**Task description:**
Could you arrange all of the data below as a Markdown table with two columns, Row and Line text? Number the rows in order, put one line in each row, and leave out the blank lines.

>> begin

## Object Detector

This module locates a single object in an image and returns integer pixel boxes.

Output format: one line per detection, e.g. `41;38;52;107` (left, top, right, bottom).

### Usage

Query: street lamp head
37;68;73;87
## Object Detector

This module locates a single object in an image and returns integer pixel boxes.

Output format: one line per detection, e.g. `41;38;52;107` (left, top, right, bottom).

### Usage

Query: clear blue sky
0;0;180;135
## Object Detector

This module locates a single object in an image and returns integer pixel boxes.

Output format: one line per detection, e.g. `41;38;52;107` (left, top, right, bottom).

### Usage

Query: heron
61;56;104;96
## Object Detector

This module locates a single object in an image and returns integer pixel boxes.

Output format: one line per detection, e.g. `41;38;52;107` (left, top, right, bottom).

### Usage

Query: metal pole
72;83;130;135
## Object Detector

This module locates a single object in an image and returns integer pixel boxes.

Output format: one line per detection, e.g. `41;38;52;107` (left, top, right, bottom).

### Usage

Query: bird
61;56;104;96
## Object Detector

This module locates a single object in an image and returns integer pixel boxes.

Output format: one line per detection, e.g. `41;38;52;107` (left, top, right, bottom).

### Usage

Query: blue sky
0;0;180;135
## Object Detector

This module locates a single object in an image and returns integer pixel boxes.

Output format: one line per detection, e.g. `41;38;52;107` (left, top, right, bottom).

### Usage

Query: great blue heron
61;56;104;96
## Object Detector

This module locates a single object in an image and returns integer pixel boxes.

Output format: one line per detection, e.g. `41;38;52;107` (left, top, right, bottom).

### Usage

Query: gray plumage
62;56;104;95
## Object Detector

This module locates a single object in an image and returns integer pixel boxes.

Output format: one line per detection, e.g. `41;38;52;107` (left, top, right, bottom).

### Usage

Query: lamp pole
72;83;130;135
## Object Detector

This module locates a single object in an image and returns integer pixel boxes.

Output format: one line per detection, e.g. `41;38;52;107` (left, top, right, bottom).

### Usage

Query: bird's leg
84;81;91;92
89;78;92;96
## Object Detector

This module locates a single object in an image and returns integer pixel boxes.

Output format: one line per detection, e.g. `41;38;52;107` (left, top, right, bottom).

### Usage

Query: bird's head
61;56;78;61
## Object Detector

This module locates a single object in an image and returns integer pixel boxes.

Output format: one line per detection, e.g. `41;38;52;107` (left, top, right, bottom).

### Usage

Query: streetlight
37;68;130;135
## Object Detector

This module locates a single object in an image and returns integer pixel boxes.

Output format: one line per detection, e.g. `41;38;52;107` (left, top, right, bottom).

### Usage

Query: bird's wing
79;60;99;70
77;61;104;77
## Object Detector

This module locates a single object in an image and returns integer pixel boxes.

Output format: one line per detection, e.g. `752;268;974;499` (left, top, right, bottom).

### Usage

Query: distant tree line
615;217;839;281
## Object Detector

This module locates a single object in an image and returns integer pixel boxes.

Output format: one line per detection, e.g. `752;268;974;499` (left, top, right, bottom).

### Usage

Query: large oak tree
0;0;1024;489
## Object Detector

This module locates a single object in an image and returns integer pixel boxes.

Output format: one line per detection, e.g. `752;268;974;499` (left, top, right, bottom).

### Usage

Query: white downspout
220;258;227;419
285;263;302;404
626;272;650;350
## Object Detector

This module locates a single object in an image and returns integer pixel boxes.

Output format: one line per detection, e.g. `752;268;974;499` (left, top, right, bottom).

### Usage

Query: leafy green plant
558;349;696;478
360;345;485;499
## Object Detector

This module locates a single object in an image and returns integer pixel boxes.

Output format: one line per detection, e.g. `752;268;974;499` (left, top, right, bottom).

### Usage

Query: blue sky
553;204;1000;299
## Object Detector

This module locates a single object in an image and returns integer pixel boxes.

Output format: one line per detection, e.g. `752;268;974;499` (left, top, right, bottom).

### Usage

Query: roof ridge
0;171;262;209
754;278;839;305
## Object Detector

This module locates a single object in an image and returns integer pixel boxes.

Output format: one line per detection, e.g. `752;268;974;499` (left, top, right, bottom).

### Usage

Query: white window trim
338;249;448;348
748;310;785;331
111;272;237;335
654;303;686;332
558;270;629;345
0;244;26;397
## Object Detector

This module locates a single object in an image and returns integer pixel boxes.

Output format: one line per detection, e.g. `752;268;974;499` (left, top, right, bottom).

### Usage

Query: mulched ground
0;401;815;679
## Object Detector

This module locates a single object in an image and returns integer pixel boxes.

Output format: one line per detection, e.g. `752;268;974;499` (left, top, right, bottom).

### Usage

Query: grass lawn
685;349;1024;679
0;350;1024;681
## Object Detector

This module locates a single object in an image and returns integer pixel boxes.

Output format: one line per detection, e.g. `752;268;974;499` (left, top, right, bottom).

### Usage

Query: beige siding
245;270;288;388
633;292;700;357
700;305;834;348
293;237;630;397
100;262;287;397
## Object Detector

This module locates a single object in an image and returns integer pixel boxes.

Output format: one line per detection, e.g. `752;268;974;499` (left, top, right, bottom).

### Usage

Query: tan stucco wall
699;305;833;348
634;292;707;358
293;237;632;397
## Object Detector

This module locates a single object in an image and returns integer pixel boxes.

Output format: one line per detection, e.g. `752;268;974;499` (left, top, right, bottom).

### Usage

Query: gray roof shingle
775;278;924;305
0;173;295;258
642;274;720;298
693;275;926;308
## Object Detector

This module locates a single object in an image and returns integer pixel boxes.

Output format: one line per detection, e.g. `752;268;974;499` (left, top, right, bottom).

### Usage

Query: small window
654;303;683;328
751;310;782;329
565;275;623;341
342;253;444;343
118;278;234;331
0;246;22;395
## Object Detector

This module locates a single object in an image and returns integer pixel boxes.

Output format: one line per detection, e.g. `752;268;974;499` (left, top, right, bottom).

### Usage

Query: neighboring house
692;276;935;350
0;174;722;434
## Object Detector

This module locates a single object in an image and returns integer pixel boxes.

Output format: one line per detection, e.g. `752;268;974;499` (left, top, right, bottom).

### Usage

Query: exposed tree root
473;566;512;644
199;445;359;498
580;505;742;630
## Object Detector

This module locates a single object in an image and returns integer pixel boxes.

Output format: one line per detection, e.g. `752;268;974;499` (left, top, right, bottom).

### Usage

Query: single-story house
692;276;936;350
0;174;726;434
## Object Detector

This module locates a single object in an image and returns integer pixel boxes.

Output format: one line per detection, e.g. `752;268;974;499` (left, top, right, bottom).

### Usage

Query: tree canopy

>> end

**Finished task:**
| Row | Line text |
|---|---|
| 1 | ## Object Detector |
| 2 | This module locates a single object in an image and returns integer pixel boxes. |
| 3 | Output format: one line per detection, e.g. `41;38;52;107` (left, top, right, bottom). |
| 4 | ### Usage |
| 5 | Query: street lamp head |
| 6 | 37;68;73;87 |
| 7 | ## Object Detector |
| 8 | This module locates a single object in an image and returns integer pixel boxes. |
| 9 | Output format: one line per detection, e.g. `41;38;52;107` (left, top, right, bottom). |
| 10 | ### Usage |
| 11 | Query: clear blue sky |
| 12 | 0;0;180;135 |
| 13 | ## Object Detector |
| 14 | This module locates a single object in an image and returns integer pixel boxes. |
| 15 | Output format: one line per detection, e.g. `41;38;52;107` (left, top, right, bottom). |
| 16 | ### Usage |
| 17 | Query: heron |
| 18 | 61;56;104;96 |
| 19 | ## Object Detector |
| 20 | This module locates a single object in an image and returns integer pixel boxes. |
| 21 | Output format: one line per detection, e.g. `41;38;52;107` (left, top, right, bottom). |
| 22 | ### Usage |
| 23 | Query: metal pole |
| 24 | 72;83;130;135 |
| 25 | ## Object Detector |
| 26 | This module locates a single object in an image and returns integer pixel boxes. |
| 27 | Output format: one line per detection, e.g. `41;38;52;107` (left, top, right, bottom). |
| 28 | ### Usage |
| 29 | Query: bird |
| 30 | 61;56;104;96 |
| 31 | ## Object Detector |
| 32 | This module locates a single object in an image and returns integer pixel boxes. |
| 33 | Output format: one line per detection, e.g. `41;38;52;107` (left, top, right, bottom). |
| 34 | ### Usage |
| 35 | Query: blue sky |
| 36 | 0;0;180;135 |
| 37 | ## Object Detector |
| 38 | This module locates a single object in an image and returns integer pixel boxes. |
| 39 | Output format: one line per detection, e.g. `41;38;52;107` (left, top, right, bottom). |
| 40 | ### Usage |
| 41 | Query: great blue heron |
| 42 | 61;56;104;96 |
| 43 | ## Object Detector |
| 44 | This module locates a single object in an image and returns integer pixel boxes. |
| 45 | Output format: one line per detection, e.g. `41;38;52;107` (left, top, right, bottom). |
| 46 | ### Usage |
| 47 | Query: gray plumage |
| 48 | 62;56;104;95 |
| 49 | ## Object Detector |
| 50 | This module locates a single object in an image and returns integer pixel boxes. |
| 51 | Output format: one line per detection, e.g. `41;38;52;107` (left, top, right, bottom). |
| 52 | ### Usage |
| 53 | Query: lamp pole |
| 54 | 72;83;130;135 |
| 55 | ## Object Detector |
| 56 | This module locates a single object in an image and returns integer pixel boxes. |
| 57 | Output format: one line per detection, e.g. `41;38;52;107` (left, top, right, bottom). |
| 58 | ### Usage |
| 59 | Query: bird's leg |
| 60 | 84;81;91;92 |
| 61 | 89;78;92;96 |
| 62 | ## Object Detector |
| 63 | This module locates a single object in an image and returns integer pixel boxes. |
| 64 | Output format: one line per detection, e.g. `41;38;52;107` (left, top, right, bottom). |
| 65 | ### Usage |
| 66 | Query: bird's head |
| 67 | 61;56;78;61 |
| 68 | ## Object Detector |
| 69 | This module locates a single object in an image and returns integer pixel boxes. |
| 70 | Output format: one line per detection, e.g. `41;38;52;107` (left, top, right, bottom). |
| 71 | ### Usage |
| 72 | Query: streetlight |
| 73 | 37;68;130;135 |
| 74 | ## Object Detector |
| 75 | This module locates a single object in an image and returns integer pixel boxes. |
| 76 | Output format: one line per detection, e.g. `41;38;52;107` (left, top, right, bottom). |
| 77 | ### Usage |
| 78 | Query: bird's wing |
| 79 | 79;60;99;70 |
| 80 | 77;61;104;77 |
| 81 | ## Object Detector |
| 82 | This module locates a single object in an image and returns integer pixel boxes. |
| 83 | Output format: one line per detection, e.g. `752;268;974;499` (left, top, right, bottom). |
| 84 | ### Usage |
| 85 | Query: distant tree line |
| 86 | 615;217;839;281 |
| 87 | ## Object Detector |
| 88 | This module locates a single object in an image and returns integer pixel boxes. |
| 89 | Output format: one line per detection, e.g. `752;268;974;499` (left, top, right, bottom). |
| 90 | ### Usage |
| 91 | Query: large oak tree |
| 92 | 0;0;1024;489 |
| 93 | ## Object Detector |
| 94 | This module locates a single object in an image and returns integer pixel boxes. |
| 95 | Output format: one line per detection, e.g. `752;268;974;499` (left, top, right, bottom). |
| 96 | ### Usage |
| 97 | Query: white downspout |
| 98 | 220;258;227;419 |
| 99 | 285;263;302;404 |
| 100 | 626;272;650;350 |
| 101 | ## Object Detector |
| 102 | This module locates a single object in an image and returns integer pixel boxes. |
| 103 | Output format: one line per detection, e.g. `752;268;974;499` (left, top, right, bottom). |
| 104 | ### Usage |
| 105 | Query: leafy green plant |
| 106 | 558;349;696;478 |
| 107 | 360;345;485;499 |
| 108 | ## Object Detector |
| 109 | This module locates a single object in an image and returns integer pixel boxes. |
| 110 | Output format: one line per detection, e.g. `752;268;974;499` (left, top, right, bottom). |
| 111 | ### Usage |
| 112 | Query: blue sky |
| 113 | 553;204;1000;299 |
| 114 | ## Object Detector |
| 115 | This module locates a single object in an image and returns integer pixel boxes. |
| 116 | Output format: one line per detection, e.g. `752;268;974;499` (left, top, right, bottom). |
| 117 | ### Usage |
| 118 | Query: roof ridge |
| 119 | 0;171;262;209 |
| 120 | 754;278;839;305 |
| 121 | ## Object Detector |
| 122 | This module locates a single object in an image and returns integer pixel boxes. |
| 123 | Output format: one line per detection, e.g. `752;268;974;499` (left, top, right, bottom). |
| 124 | ### Usage |
| 125 | Query: white window trim |
| 126 | 338;249;448;348 |
| 127 | 748;310;785;331 |
| 128 | 111;272;237;335 |
| 129 | 654;303;686;332 |
| 130 | 558;270;629;345 |
| 131 | 0;244;26;397 |
| 132 | ## Object Detector |
| 133 | This module locates a single object in an image and returns integer pixel boxes. |
| 134 | Output format: one line per detection, e.g. `752;268;974;499` (left, top, right, bottom). |
| 135 | ### Usage |
| 136 | Query: mulched ground |
| 137 | 0;401;815;679 |
| 138 | ## Object Detector |
| 139 | This module locates a single object in an image and returns integer pixel boxes. |
| 140 | Output format: one line per detection, e.g. `752;268;974;499` (left, top, right, bottom). |
| 141 | ### Usage |
| 142 | Query: grass lawn |
| 143 | 685;349;1024;679 |
| 144 | 0;350;1024;681 |
| 145 | ## Object Detector |
| 146 | This module locates a single object in an image and returns integer pixel boxes. |
| 147 | Output format: one line per detection, e.g. `752;268;974;499` (left, top, right, bottom). |
| 148 | ### Usage |
| 149 | Query: beige siding |
| 150 | 245;270;288;388 |
| 151 | 633;292;700;357 |
| 152 | 700;305;834;348 |
| 153 | 293;237;630;397 |
| 154 | 100;262;287;397 |
| 155 | ## Object Detector |
| 156 | This module locates a single object in an image and returns integer pixel boxes. |
| 157 | Output format: one line per detection, e.g. `752;268;974;499` (left, top, right, bottom). |
| 158 | ### Usage |
| 159 | Query: tan stucco wall |
| 160 | 699;305;833;348 |
| 161 | 634;292;707;358 |
| 162 | 293;237;632;397 |
| 163 | ## Object Detector |
| 164 | This module locates a single object in an image and returns integer pixel boxes. |
| 165 | Output format: one line per detection, e.g. `752;268;974;499` (left, top, right, bottom). |
| 166 | ### Usage |
| 167 | Query: gray roof shingle |
| 168 | 775;278;924;305 |
| 169 | 0;173;295;258 |
| 170 | 642;274;720;298 |
| 171 | 693;275;926;308 |
| 172 | ## Object Detector |
| 173 | This module locates a single object in an image and returns integer pixel boxes. |
| 174 | Output format: one line per detection, e.g. `752;268;974;499` (left, top, right, bottom). |
| 175 | ### Usage |
| 176 | Query: small window |
| 177 | 654;303;683;328 |
| 178 | 751;310;782;329 |
| 179 | 565;275;623;341 |
| 180 | 342;253;444;343 |
| 181 | 118;278;234;331 |
| 182 | 0;246;22;395 |
| 183 | ## Object Detector |
| 184 | This module locates a single object in an image and returns integer pixel boxes. |
| 185 | Output format: one line per detection, e.g. `752;268;974;499` (left, top, right, bottom). |
| 186 | ### Usage |
| 187 | Query: neighboring house |
| 188 | 692;276;935;350 |
| 189 | 0;174;722;434 |
| 190 | ## Object Detector |
| 191 | This module locates a single object in an image and returns integer pixel boxes. |
| 192 | Output format: one line per detection, e.g. `752;268;974;499` (left, top, right, bottom). |
| 193 | ### Usage |
| 194 | Query: exposed tree root |
| 195 | 473;566;512;644 |
| 196 | 199;445;359;498 |
| 197 | 580;505;742;630 |
| 198 | ## Object Detector |
| 199 | This module locates a single object in an image and returns integer pixel boxes. |
| 200 | Output format: one line per detection, e.g. `752;268;974;499` (left, top, right, bottom). |
| 201 | ### Usage |
| 202 | Query: single-story house |
| 203 | 692;276;936;350 |
| 204 | 0;174;726;434 |
| 205 | ## Object Detector |
| 206 | This module locates a single object in an image and returns integer pixel boxes. |
| 207 | Output format: one line per detection, e.g. `752;268;974;499` (left, top, right, bottom). |
| 208 | ### Usage |
| 209 | Query: tree canopy |